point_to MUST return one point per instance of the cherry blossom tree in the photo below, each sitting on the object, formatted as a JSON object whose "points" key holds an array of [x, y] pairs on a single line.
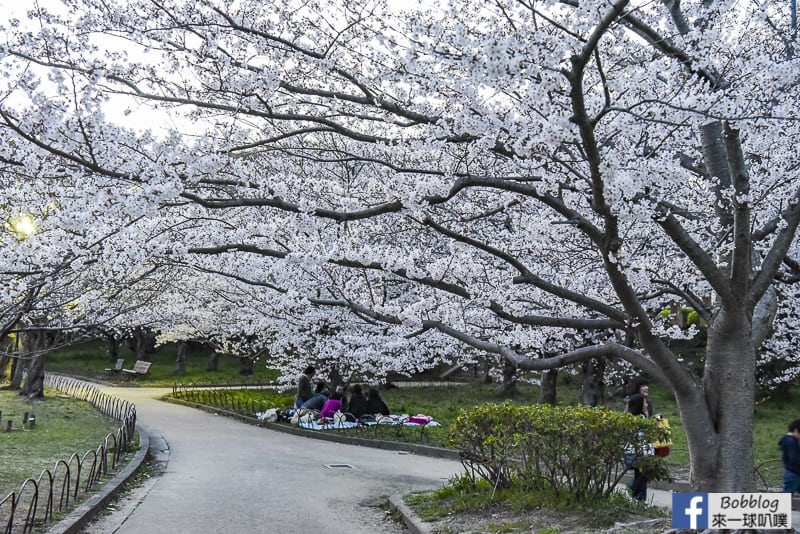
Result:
{"points": [[499, 174]]}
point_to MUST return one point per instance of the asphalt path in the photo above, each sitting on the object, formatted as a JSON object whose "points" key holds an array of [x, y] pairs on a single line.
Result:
{"points": [[220, 475]]}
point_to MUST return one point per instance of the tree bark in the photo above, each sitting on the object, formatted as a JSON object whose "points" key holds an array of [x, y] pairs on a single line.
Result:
{"points": [[593, 387], [547, 387], [180, 359], [36, 344], [213, 361], [722, 457], [245, 366], [17, 373], [113, 343], [508, 386], [143, 343]]}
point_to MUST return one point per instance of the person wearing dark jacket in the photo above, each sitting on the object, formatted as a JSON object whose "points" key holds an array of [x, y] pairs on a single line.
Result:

Problem
Rewrite the listing above as a Markdown table with a Number column for the row number and an Entry column for each line, omitting blank lines and any pictures.

Full solution
| Number | Entry |
|---|---|
| 1 | point_to MUST return one point per instance of the cherry blossom tree in the photo below, each sitting on the object, formatted as a JSON object whose "points" key holds an array of [x, y] pairs on a single line. |
| 2 | Result: |
| 3 | {"points": [[499, 174]]} |
| 4 | point_to MUST return one point per instance of the asphalt path in the photo above, each sitting on the object, formatted as a JSON object whose "points" key holds an array of [x, y] pairs on a single line. |
| 5 | Result: |
| 6 | {"points": [[220, 475]]} |
| 7 | point_to MUST return one point per instance of the tree bark in the photo above, each sitting on the object, formatted as a JSON object whose "points" key holds an array of [x, y] pairs on a single line. |
| 8 | Result: |
| 9 | {"points": [[593, 387], [547, 387], [180, 359], [36, 344], [213, 361], [722, 457], [245, 366], [17, 373], [113, 343], [508, 386], [143, 343]]} |
| 10 | point_to MUST return one point per instance of the person wearing dark jacket in the photo above, each sitting on the object, formatted as a JSON object whose "points" key holds an array of [x, y] pairs on a single line. |
| 11 | Result: |